The data
════
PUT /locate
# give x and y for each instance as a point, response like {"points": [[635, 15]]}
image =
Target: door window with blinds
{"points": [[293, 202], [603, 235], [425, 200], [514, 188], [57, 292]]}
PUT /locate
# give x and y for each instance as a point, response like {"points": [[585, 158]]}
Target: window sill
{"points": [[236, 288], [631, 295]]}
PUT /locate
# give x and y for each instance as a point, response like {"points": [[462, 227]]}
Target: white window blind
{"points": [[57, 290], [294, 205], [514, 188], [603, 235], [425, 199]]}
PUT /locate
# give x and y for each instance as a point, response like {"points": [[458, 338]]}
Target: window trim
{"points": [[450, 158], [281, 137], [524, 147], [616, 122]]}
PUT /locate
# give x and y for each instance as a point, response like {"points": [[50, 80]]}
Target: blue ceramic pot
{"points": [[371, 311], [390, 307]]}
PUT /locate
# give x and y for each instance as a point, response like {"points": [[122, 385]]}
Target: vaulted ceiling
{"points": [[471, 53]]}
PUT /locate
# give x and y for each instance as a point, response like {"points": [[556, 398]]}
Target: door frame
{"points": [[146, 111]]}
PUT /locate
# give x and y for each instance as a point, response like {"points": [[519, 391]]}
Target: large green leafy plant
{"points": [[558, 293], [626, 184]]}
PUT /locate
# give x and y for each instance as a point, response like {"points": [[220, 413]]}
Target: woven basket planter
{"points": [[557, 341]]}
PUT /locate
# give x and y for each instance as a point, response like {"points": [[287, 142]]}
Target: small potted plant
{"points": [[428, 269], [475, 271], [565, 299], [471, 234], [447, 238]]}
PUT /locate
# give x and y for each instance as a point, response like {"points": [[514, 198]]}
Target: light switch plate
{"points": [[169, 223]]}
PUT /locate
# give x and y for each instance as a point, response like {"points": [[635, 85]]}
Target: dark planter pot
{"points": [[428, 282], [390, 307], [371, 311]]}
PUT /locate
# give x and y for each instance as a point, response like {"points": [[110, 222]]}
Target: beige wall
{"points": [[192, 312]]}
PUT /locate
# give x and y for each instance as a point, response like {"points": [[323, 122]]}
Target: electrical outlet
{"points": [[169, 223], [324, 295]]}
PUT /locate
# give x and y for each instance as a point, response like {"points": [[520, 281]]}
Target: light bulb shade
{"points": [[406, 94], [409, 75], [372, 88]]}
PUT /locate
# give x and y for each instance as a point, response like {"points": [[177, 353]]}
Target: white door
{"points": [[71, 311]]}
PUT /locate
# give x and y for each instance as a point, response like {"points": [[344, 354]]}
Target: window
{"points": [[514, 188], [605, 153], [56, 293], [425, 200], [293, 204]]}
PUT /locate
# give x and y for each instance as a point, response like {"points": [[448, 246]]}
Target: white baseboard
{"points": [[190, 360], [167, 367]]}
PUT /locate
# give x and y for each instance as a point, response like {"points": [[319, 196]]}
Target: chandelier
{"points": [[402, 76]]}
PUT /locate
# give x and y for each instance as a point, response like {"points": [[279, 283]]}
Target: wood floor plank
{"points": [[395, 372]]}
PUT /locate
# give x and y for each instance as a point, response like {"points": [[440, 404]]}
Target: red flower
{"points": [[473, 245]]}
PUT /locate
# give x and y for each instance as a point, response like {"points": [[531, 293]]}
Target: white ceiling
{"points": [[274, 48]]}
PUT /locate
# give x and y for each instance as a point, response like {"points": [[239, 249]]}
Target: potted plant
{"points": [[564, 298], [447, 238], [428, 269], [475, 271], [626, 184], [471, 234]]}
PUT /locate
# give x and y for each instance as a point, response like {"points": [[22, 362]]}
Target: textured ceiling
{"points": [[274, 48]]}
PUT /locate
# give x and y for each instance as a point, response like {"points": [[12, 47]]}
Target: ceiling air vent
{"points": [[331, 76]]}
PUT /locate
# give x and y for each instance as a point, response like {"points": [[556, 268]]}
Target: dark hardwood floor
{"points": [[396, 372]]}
════
Gather every line in the rows above that contains the string "ceiling".

Target: vaulted ceiling
Target: white ceiling
Target: textured ceiling
Target: ceiling air vent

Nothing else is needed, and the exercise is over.